== Task data ==

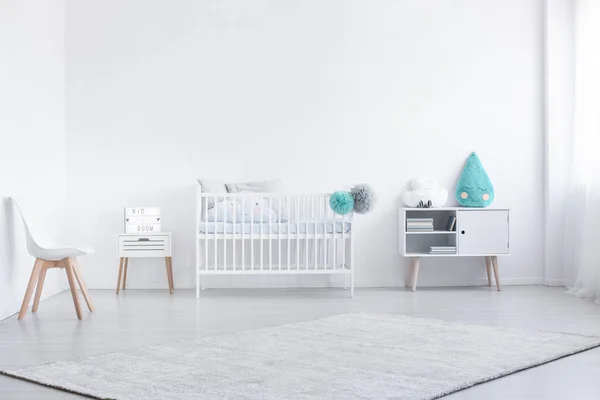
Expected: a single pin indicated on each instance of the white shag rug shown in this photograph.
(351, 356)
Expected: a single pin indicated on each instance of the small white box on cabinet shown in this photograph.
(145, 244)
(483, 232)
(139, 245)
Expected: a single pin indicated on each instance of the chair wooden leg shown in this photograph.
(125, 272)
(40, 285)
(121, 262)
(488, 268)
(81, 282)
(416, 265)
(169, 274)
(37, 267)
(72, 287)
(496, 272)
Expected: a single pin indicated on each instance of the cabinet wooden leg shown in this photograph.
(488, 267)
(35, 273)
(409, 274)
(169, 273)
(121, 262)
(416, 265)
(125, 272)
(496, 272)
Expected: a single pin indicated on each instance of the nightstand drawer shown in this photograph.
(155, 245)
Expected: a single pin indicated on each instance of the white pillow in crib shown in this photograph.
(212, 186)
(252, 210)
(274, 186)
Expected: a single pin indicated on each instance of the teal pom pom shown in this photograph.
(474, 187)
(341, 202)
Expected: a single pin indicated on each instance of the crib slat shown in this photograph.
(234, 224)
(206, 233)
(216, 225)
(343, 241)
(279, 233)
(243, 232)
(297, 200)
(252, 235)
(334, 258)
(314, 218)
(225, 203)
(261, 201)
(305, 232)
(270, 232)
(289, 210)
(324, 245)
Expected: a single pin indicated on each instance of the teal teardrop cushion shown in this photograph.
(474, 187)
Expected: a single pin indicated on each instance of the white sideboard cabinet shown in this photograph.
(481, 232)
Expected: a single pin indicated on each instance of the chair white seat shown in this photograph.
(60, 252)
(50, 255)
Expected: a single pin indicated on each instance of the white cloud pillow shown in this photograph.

===

What to work on :: Quote the records above word for word, leaving out the picture.

Answer for the task ::
Expected: a single pin indicated on each instance of the white shag rug shown in this photograph.
(351, 356)
Expected: a single pin indicated on each instance of the small white box on cabinet shown in this photograph.
(145, 244)
(483, 232)
(139, 245)
Expected: a single pin indicated on each instance of the chair wooden leg shown in this photograph.
(125, 272)
(40, 285)
(121, 262)
(488, 268)
(81, 282)
(416, 265)
(169, 274)
(37, 267)
(72, 287)
(496, 272)
Expected: a single pin indicated on each instance of the cabinet wooden leg shown in this photograph.
(488, 267)
(35, 273)
(409, 274)
(169, 273)
(121, 262)
(416, 265)
(125, 272)
(496, 272)
Expected: a single pin indicated on each instance of the nightstand drawer shown in this photograph.
(155, 245)
Expected: a single pin indicated on each instance of the white pillow in crib shown in this photograph.
(212, 186)
(252, 210)
(274, 186)
Expected: a single pin indicated on each instance of the teal pom pom shown in this photograph.
(474, 187)
(341, 202)
Expected: a single pin indicated on each instance of the crib slat shown in this photograph.
(234, 224)
(206, 233)
(216, 225)
(343, 241)
(279, 233)
(243, 232)
(297, 200)
(252, 235)
(334, 258)
(314, 218)
(225, 203)
(261, 201)
(305, 232)
(270, 232)
(289, 210)
(324, 245)
Expected: a single pin indicated on each instance of the teal teardrop cushion shown in this photograph.
(474, 187)
Expected: a single pin indicated on each instance of the white sideboard cabinet shown in this photograph.
(481, 232)
Expected: a single pin indicated on each instance of the chair white seat shown in this photograph.
(60, 252)
(50, 255)
Expected: a single pin indicated on each instance of the white cloud pillow shown in this photograph.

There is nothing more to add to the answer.